Repeat the records given below in full, with no changes.

━━━━

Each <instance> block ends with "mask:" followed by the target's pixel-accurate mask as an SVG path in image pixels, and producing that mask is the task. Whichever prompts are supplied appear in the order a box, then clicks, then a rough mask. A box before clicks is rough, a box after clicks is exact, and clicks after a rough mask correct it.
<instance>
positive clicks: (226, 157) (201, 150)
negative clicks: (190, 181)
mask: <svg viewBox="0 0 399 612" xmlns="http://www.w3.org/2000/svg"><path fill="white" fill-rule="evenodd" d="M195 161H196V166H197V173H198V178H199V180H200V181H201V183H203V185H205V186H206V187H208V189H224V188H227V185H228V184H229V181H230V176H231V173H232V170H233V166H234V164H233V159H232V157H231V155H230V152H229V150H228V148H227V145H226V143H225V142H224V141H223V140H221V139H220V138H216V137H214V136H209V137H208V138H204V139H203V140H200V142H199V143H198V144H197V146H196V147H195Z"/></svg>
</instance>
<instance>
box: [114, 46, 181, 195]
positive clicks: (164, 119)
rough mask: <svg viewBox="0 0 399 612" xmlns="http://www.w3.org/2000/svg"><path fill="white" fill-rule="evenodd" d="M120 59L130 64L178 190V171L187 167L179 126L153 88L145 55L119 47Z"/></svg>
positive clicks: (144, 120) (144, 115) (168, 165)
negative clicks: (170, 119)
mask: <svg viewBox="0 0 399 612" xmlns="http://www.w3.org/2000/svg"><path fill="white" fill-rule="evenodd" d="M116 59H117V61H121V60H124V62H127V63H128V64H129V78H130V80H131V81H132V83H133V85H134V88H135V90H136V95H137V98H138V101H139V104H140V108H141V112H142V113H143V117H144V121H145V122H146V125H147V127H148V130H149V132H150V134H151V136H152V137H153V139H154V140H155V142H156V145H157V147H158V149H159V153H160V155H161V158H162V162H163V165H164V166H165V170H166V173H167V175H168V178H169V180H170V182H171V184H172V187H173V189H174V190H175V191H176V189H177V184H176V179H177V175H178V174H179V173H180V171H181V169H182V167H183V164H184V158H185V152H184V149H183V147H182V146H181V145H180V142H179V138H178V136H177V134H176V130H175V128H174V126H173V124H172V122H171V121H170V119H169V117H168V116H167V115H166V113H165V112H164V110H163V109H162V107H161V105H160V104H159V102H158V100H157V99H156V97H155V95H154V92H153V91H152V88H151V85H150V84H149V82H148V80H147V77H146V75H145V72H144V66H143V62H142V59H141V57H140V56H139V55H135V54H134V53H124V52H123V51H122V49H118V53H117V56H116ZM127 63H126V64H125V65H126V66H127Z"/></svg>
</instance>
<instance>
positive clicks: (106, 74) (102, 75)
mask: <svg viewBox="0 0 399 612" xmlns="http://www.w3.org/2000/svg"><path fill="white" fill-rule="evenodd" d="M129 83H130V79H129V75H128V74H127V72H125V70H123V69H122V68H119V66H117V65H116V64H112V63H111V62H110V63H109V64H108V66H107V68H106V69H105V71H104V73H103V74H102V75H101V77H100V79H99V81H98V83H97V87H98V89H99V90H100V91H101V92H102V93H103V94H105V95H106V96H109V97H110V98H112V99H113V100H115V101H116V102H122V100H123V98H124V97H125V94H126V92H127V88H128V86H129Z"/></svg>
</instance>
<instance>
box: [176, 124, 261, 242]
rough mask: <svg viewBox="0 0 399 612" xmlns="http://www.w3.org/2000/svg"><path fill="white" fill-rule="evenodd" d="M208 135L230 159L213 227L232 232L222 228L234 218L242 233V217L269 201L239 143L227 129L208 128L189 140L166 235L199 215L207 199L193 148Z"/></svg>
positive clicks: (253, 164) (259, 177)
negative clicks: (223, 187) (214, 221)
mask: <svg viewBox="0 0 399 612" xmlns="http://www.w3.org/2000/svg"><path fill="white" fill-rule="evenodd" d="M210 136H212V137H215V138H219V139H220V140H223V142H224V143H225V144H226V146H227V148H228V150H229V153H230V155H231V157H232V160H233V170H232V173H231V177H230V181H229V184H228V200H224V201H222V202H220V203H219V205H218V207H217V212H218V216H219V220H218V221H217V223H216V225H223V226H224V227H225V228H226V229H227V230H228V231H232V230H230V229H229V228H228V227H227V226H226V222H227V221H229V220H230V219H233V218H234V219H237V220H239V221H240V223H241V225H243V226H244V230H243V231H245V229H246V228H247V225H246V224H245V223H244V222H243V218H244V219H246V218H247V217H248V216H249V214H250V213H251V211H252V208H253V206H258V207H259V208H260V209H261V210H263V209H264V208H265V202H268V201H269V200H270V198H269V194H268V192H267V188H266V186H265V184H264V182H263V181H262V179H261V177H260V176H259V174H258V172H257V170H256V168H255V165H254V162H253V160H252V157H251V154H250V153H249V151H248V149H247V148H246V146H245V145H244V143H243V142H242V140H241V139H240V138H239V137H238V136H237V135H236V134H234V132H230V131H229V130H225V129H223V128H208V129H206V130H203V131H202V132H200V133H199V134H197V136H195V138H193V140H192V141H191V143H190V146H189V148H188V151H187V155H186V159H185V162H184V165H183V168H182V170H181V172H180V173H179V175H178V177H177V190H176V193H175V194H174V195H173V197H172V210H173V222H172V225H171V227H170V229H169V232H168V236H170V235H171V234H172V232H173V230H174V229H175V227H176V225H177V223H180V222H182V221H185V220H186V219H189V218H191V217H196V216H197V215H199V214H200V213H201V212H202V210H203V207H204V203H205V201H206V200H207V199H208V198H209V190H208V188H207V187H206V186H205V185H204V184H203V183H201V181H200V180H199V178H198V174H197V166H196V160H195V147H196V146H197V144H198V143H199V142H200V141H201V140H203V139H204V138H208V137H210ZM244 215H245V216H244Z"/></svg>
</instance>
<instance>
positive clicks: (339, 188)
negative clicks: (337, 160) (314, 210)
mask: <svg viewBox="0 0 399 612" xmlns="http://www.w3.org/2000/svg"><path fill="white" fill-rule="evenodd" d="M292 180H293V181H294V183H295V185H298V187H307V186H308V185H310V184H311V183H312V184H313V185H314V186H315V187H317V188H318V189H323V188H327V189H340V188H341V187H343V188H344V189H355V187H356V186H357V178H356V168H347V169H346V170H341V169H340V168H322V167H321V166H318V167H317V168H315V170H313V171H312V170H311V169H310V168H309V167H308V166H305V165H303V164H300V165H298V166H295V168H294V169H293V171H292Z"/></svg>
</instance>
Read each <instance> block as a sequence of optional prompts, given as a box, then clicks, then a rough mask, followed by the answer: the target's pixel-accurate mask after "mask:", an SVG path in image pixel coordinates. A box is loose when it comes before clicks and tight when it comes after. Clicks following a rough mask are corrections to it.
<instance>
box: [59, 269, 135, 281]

━━━━

> REPLY TO THE EXERCISE
Each <instance> block ends with "mask:" followed by the target's pixel-accurate mask as an SVG path in image pixels, and producing that mask is the task. Whichever prompts are supplied appear in the order a box, then clicks, then a rough mask. A box before clicks is rough, a box after clicks is exact, and clicks after a rough mask correct it.
<instance>
positive clicks: (226, 157) (201, 150)
negative clicks: (190, 181)
mask: <svg viewBox="0 0 399 612" xmlns="http://www.w3.org/2000/svg"><path fill="white" fill-rule="evenodd" d="M195 161H196V166H197V173H198V178H199V180H200V181H201V183H203V185H205V186H206V187H208V189H224V188H227V185H228V184H229V181H230V176H231V173H232V170H233V166H234V164H233V159H232V157H231V155H230V152H229V150H228V148H227V145H226V143H225V142H224V141H223V140H221V139H220V138H216V137H214V136H209V137H208V138H204V139H203V140H200V142H199V143H198V144H197V146H196V147H195Z"/></svg>
</instance>
<instance>
box: [114, 46, 181, 195]
positive clicks: (164, 119)
rough mask: <svg viewBox="0 0 399 612" xmlns="http://www.w3.org/2000/svg"><path fill="white" fill-rule="evenodd" d="M120 59L130 64L178 190V171L187 167L179 126L153 88L145 55L119 47Z"/></svg>
positive clicks: (144, 120) (144, 115) (168, 165)
negative clicks: (170, 119)
mask: <svg viewBox="0 0 399 612" xmlns="http://www.w3.org/2000/svg"><path fill="white" fill-rule="evenodd" d="M116 59H117V61H121V60H124V62H127V63H128V64H129V78H130V80H131V81H132V83H133V85H134V88H135V90H136V95H137V98H138V101H139V104H140V108H141V112H142V113H143V117H144V121H145V122H146V125H147V127H148V130H149V132H150V134H151V136H152V137H153V139H154V140H155V142H156V145H157V147H158V149H159V153H160V155H161V158H162V162H163V165H164V166H165V170H166V173H167V175H168V178H169V180H170V182H171V184H172V187H173V189H174V190H175V191H176V189H177V184H176V179H177V175H178V174H179V173H180V171H181V169H182V167H183V164H184V158H185V152H184V149H183V147H182V146H181V145H180V142H179V138H178V136H177V134H176V130H175V128H174V126H173V124H172V122H171V121H170V119H169V117H168V116H167V115H166V113H165V112H164V110H163V109H162V107H161V105H160V104H159V102H158V100H157V99H156V97H155V95H154V92H153V91H152V88H151V85H150V84H149V82H148V80H147V77H146V75H145V72H144V66H143V62H142V59H141V57H140V56H139V55H135V54H134V53H124V52H123V51H122V49H118V53H117V56H116ZM127 63H126V64H125V65H126V66H127Z"/></svg>
</instance>
<instance>
positive clicks: (106, 74) (102, 75)
mask: <svg viewBox="0 0 399 612" xmlns="http://www.w3.org/2000/svg"><path fill="white" fill-rule="evenodd" d="M129 83H130V79H129V75H128V74H127V72H125V70H123V69H122V68H119V66H117V65H116V64H112V63H111V62H110V63H109V64H108V66H107V68H106V69H105V71H104V73H103V74H102V75H101V77H100V79H99V81H98V83H97V87H98V89H99V90H100V91H101V92H102V93H103V94H105V95H106V96H109V97H110V98H112V99H113V100H115V101H116V102H122V100H123V98H124V97H125V94H126V92H127V88H128V86H129Z"/></svg>
</instance>
<instance>
box: [176, 124, 261, 242]
rough mask: <svg viewBox="0 0 399 612" xmlns="http://www.w3.org/2000/svg"><path fill="white" fill-rule="evenodd" d="M208 135L230 159L213 227L232 232L222 228L234 218L242 233V217L269 201L239 143L227 129L208 128L189 140L166 235L199 215L207 199L193 148Z"/></svg>
positive clicks: (253, 164) (259, 177)
negative clicks: (223, 187) (214, 221)
mask: <svg viewBox="0 0 399 612" xmlns="http://www.w3.org/2000/svg"><path fill="white" fill-rule="evenodd" d="M210 136H212V137H215V138H219V139H220V140H223V142H224V143H225V144H226V146H227V148H228V150H229V153H230V155H231V157H232V160H233V170H232V173H231V177H230V181H229V184H228V200H224V201H222V202H220V203H219V205H218V207H217V212H218V216H219V220H218V221H217V223H216V225H223V226H224V227H225V228H226V229H227V230H228V231H232V230H230V229H229V228H228V227H227V226H226V222H227V221H229V220H230V219H233V218H234V219H237V220H239V221H240V223H241V225H243V226H244V230H243V231H245V229H246V228H247V225H246V224H245V223H244V222H243V218H244V219H246V218H247V217H248V216H249V214H250V213H251V211H252V208H253V206H258V207H259V208H260V209H261V210H263V209H264V208H265V202H268V201H269V200H270V198H269V194H268V192H267V188H266V186H265V184H264V182H263V181H262V179H261V177H260V176H259V174H258V172H257V170H256V168H255V165H254V162H253V160H252V157H251V154H250V153H249V151H248V149H247V148H246V146H245V145H244V143H243V142H242V140H241V139H240V138H239V137H238V136H237V135H236V134H234V132H230V131H229V130H225V129H223V128H208V129H206V130H203V131H202V132H200V133H199V134H197V136H195V138H193V140H192V141H191V143H190V146H189V148H188V151H187V155H186V159H185V162H184V165H183V168H182V170H181V172H180V173H179V175H178V177H177V190H176V193H175V194H174V195H173V197H172V210H173V222H172V225H171V227H170V229H169V232H168V236H170V235H171V234H172V232H173V230H174V229H175V227H176V225H177V223H180V222H182V221H185V220H186V219H189V218H191V217H196V216H197V215H199V214H200V213H201V212H202V210H203V207H204V203H205V201H206V200H207V199H208V198H209V190H208V188H207V187H206V186H205V185H204V184H203V183H201V181H200V180H199V178H198V174H197V166H196V160H195V147H196V146H197V144H198V143H199V142H200V141H201V140H203V139H204V138H208V137H210ZM244 215H245V216H244Z"/></svg>
</instance>
<instance>
positive clicks: (339, 188)
negative clicks: (337, 160) (314, 210)
mask: <svg viewBox="0 0 399 612" xmlns="http://www.w3.org/2000/svg"><path fill="white" fill-rule="evenodd" d="M292 180H293V181H294V183H295V185H298V187H307V186H308V185H310V184H311V183H312V184H313V185H314V186H315V187H317V188H318V189H323V188H327V189H340V188H341V187H343V188H344V189H355V187H356V186H357V178H356V168H347V169H346V170H341V169H340V168H322V167H321V166H318V167H317V168H315V170H313V171H312V170H311V169H310V168H309V167H308V166H305V165H303V164H300V165H298V166H295V168H294V169H293V171H292Z"/></svg>
</instance>
Read each <instance> block as a sequence of optional prompts, given as a box, then clicks, then a rough mask, followed by the answer: the target's pixel-accurate mask after "mask:", an SVG path in image pixel coordinates. A box is loose when it comes before clicks and tight when it comes after. Clicks following a rough mask are corrections to it.
<instance>
box: [59, 269, 135, 281]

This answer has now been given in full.